WORK TO COMPLETE
The result should be every line in the data below that carries the string "window".

ENTRIES SUPPLIED
---*---

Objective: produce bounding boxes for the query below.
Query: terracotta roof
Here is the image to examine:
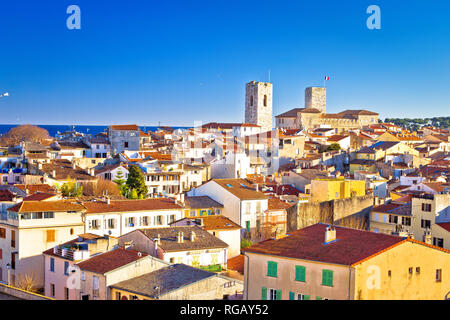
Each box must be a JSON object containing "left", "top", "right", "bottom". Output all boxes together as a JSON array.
[
  {"left": 137, "top": 226, "right": 228, "bottom": 252},
  {"left": 109, "top": 125, "right": 139, "bottom": 131},
  {"left": 227, "top": 255, "right": 244, "bottom": 274},
  {"left": 40, "top": 159, "right": 96, "bottom": 181},
  {"left": 267, "top": 197, "right": 293, "bottom": 211},
  {"left": 14, "top": 184, "right": 56, "bottom": 194},
  {"left": 82, "top": 198, "right": 182, "bottom": 214},
  {"left": 327, "top": 135, "right": 349, "bottom": 142},
  {"left": 191, "top": 215, "right": 241, "bottom": 231},
  {"left": 0, "top": 189, "right": 15, "bottom": 201},
  {"left": 436, "top": 223, "right": 450, "bottom": 233},
  {"left": 8, "top": 200, "right": 85, "bottom": 213},
  {"left": 23, "top": 192, "right": 58, "bottom": 202},
  {"left": 242, "top": 223, "right": 405, "bottom": 266},
  {"left": 275, "top": 108, "right": 304, "bottom": 118},
  {"left": 76, "top": 248, "right": 148, "bottom": 274},
  {"left": 213, "top": 179, "right": 269, "bottom": 200}
]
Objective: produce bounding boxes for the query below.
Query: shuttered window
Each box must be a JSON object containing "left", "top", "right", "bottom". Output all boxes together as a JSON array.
[
  {"left": 261, "top": 287, "right": 267, "bottom": 300},
  {"left": 295, "top": 265, "right": 306, "bottom": 282},
  {"left": 267, "top": 261, "right": 277, "bottom": 278},
  {"left": 322, "top": 269, "right": 334, "bottom": 287}
]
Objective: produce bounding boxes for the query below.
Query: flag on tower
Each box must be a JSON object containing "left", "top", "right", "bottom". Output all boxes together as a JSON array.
[{"left": 325, "top": 76, "right": 330, "bottom": 81}]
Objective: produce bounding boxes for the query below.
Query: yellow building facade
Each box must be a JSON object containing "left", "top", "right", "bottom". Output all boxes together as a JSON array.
[{"left": 311, "top": 178, "right": 366, "bottom": 202}]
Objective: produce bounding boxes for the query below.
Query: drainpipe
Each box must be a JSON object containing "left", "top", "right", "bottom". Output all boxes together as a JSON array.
[
  {"left": 243, "top": 253, "right": 250, "bottom": 300},
  {"left": 348, "top": 266, "right": 352, "bottom": 300}
]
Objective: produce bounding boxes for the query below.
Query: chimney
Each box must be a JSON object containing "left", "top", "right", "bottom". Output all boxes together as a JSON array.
[
  {"left": 38, "top": 163, "right": 43, "bottom": 170},
  {"left": 256, "top": 184, "right": 259, "bottom": 192},
  {"left": 89, "top": 168, "right": 95, "bottom": 176},
  {"left": 106, "top": 197, "right": 110, "bottom": 205},
  {"left": 52, "top": 170, "right": 56, "bottom": 178},
  {"left": 190, "top": 231, "right": 196, "bottom": 242},
  {"left": 72, "top": 162, "right": 76, "bottom": 170},
  {"left": 324, "top": 225, "right": 336, "bottom": 244}
]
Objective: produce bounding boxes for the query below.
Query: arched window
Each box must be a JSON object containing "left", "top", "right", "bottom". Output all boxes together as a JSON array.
[
  {"left": 250, "top": 95, "right": 253, "bottom": 106},
  {"left": 264, "top": 95, "right": 267, "bottom": 106}
]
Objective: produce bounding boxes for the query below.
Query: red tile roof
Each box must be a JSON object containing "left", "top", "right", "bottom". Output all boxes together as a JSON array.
[
  {"left": 82, "top": 198, "right": 182, "bottom": 214},
  {"left": 76, "top": 248, "right": 148, "bottom": 274},
  {"left": 8, "top": 200, "right": 85, "bottom": 213},
  {"left": 110, "top": 125, "right": 139, "bottom": 131},
  {"left": 242, "top": 223, "right": 406, "bottom": 266},
  {"left": 436, "top": 223, "right": 450, "bottom": 233},
  {"left": 23, "top": 192, "right": 58, "bottom": 202},
  {"left": 227, "top": 254, "right": 244, "bottom": 274}
]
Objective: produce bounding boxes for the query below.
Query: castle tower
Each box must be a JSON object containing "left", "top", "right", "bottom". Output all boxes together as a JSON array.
[
  {"left": 305, "top": 87, "right": 326, "bottom": 113},
  {"left": 245, "top": 81, "right": 273, "bottom": 132}
]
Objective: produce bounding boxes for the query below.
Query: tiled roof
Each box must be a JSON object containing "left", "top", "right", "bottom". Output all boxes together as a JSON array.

---*---

ANSWER FOR THE TASK
Query: shuttered window
Query: arched window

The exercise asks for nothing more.